[[ EXTRACTED RECORDS open ]]

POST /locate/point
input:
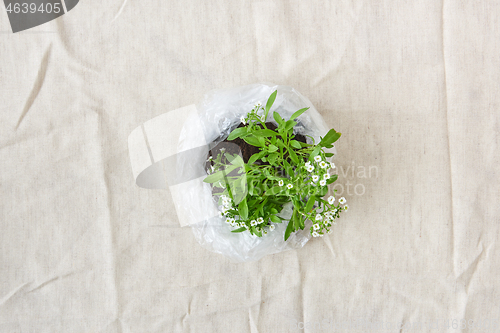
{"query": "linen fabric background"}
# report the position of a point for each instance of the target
(412, 85)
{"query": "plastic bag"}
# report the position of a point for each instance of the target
(183, 164)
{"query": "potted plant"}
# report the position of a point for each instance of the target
(269, 166)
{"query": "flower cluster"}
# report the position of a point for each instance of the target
(285, 170)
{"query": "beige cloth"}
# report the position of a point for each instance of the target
(412, 85)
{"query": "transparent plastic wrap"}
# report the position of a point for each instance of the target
(219, 113)
(170, 152)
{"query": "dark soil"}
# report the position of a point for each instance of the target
(239, 145)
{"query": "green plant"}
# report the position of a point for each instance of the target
(284, 170)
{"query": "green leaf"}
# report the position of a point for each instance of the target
(237, 133)
(332, 179)
(290, 124)
(264, 133)
(272, 158)
(295, 144)
(252, 140)
(236, 160)
(329, 138)
(281, 144)
(278, 118)
(310, 203)
(293, 156)
(289, 229)
(272, 148)
(298, 113)
(274, 190)
(243, 209)
(219, 175)
(269, 103)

[[ EXTRACTED RECORDS closed ]]

EXERCISE REQUIREMENTS: If a line in the material above contains the word "query", it counts; give only the number of such lines.

WRITTEN ANSWER: 9